* _How to complete this task_
Restate all of the data precisely, omitting nothing.

** Data listing follows **

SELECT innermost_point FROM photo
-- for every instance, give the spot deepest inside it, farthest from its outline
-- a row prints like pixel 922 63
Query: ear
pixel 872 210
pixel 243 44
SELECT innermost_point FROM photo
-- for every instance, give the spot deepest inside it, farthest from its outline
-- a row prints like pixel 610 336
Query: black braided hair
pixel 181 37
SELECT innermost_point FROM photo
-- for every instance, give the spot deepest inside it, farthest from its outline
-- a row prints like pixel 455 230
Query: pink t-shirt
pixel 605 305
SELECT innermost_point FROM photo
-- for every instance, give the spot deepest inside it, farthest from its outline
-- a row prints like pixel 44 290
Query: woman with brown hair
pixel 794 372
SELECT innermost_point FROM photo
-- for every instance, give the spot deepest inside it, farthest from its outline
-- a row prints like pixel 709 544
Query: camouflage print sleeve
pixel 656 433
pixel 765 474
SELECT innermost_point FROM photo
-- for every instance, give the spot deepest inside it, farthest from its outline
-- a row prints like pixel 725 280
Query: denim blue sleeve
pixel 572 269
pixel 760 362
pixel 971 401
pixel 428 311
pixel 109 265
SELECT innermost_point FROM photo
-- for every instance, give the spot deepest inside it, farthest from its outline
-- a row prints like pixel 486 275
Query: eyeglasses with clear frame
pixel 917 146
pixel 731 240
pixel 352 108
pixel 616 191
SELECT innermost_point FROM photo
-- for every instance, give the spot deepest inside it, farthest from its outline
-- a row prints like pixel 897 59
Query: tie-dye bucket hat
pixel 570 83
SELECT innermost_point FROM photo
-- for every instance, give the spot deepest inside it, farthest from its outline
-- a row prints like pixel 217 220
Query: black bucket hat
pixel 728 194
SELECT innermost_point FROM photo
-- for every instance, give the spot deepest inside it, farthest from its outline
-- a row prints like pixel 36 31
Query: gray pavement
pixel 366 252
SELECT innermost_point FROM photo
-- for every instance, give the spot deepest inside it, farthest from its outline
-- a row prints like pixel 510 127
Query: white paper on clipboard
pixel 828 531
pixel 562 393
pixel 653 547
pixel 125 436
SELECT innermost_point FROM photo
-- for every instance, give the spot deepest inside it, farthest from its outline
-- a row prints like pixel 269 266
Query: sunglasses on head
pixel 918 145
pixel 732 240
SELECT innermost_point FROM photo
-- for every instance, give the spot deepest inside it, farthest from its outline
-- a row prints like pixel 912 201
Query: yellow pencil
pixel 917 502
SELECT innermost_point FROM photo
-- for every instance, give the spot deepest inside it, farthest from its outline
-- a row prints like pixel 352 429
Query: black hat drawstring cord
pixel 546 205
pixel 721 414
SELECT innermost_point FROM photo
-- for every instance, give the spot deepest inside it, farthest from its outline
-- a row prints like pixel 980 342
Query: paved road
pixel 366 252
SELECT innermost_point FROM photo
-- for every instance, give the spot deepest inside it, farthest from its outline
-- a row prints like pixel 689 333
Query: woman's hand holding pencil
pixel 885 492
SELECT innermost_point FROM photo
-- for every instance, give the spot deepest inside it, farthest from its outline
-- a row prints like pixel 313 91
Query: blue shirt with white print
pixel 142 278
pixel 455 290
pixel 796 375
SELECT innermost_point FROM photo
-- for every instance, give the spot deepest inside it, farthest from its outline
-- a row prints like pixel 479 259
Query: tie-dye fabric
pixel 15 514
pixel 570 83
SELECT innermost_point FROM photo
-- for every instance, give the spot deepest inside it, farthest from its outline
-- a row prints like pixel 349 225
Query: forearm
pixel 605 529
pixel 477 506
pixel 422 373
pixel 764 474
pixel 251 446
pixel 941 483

** End of Data listing **

* _Written solution_
SELECT innermost_point FROM photo
-- for every instance, give the spot deepest inside it, farthest from its outline
-- a row prints like pixel 922 63
Query: ear
pixel 872 210
pixel 243 44
SELECT innermost_point FROM photo
-- for every instance, give the spot deepest inside it, farthest from its outline
-- a row prints like pixel 610 336
Query: black braided hair
pixel 181 37
SELECT innermost_point FROM photo
-- for every instance, give the spot deepest inside it, farthest from its outline
-- a row prints like pixel 455 230
Query: pink t-shirt
pixel 605 305
SELECT innermost_point FROM photo
-- for every instance, give the spot deepest inside it, farthest from its outline
-- a row prints like pixel 44 290
Query: woman with brown hair
pixel 794 372
SELECT innermost_point FROM photo
-- for every instance, give the spot deepest inside it, farthest from its outline
-- a row prints like pixel 709 544
Query: camouflage print sleeve
pixel 656 433
pixel 765 474
SELECT innermost_point FROM photo
-- for every instance, give the spot deepest inside it, farthest from its outline
-- a row prints like pixel 725 280
Query: denim blue sleeve
pixel 572 269
pixel 760 362
pixel 971 401
pixel 428 311
pixel 109 265
SELECT innermost_point FROM photo
-- for every instance, give the spot deepest inside it, farthest from its outline
-- a row prints like pixel 486 275
Query: eyeglasses with clear frame
pixel 917 146
pixel 731 240
pixel 352 108
pixel 616 191
SELECT innermost_point FROM photo
-- for every instance, give the spot deepest inside it, farthest from its outline
-- a row prints like pixel 897 59
Query: tie-dye bucket hat
pixel 570 83
SELECT innermost_point FROM photo
-- for every instance, give the spot deepest inside it, farthest from its outline
-- a row prints like pixel 217 220
Query: black bucket hat
pixel 728 194
SELECT innermost_point FROM photo
-- for every instance, give the spot deepest inside it, farthest from its outline
-- a row prints like pixel 36 31
Query: gray pavement
pixel 366 252
SELECT innermost_point FROM photo
-- for every instance, give the spot deepest inside it, farthest from its outline
-- a row prints like pixel 510 127
Query: white paper on clipboard
pixel 828 531
pixel 562 393
pixel 653 547
pixel 125 436
SELECT innermost_point FROM photo
-- for every instance, give the spot deepest inside it, farthest from its outline
-- a row prints like pixel 269 266
Query: sunglasses on head
pixel 918 145
pixel 732 240
SELECT innermost_point FROM photo
-- for every instance, give the spot deepest inside it, farthest from its outline
-- a row prints like pixel 912 201
Query: yellow pencil
pixel 917 502
SELECT innermost_point FROM photo
-- for every instance, give the spot deepest inside it, farthest from its outline
-- a row prints like pixel 352 429
Query: black hat drawstring cord
pixel 546 205
pixel 721 414
SELECT innermost_point FROM photo
-- for every instance, give the spot deepest inside it, farthest from its outline
-- a row prints like pixel 980 342
Query: paved road
pixel 366 252
SELECT innermost_point FROM photo
-- for every instance, give the spot deepest inside it, farthest from its outline
-- a row prints like pixel 689 333
Query: woman's hand holding pencil
pixel 885 492
SELECT innermost_point FROM photo
-- for every instance, give the spot deepest inside it, farthest from its outline
-- a row prints like pixel 313 91
Query: blue shirt with white print
pixel 142 278
pixel 455 290
pixel 796 375
SELECT innermost_point FROM photo
-- for every instance, give the spot deepest inside it, farthest from its outline
-- a row prints like pixel 479 259
Query: tie-dye fabric
pixel 15 514
pixel 570 83
SELECT innermost_point FROM photo
-- for every instance, give the spot deepest inside it, farthest from its outline
-- a row prints like pixel 349 225
Query: forearm
pixel 605 529
pixel 477 506
pixel 422 373
pixel 764 474
pixel 251 446
pixel 941 483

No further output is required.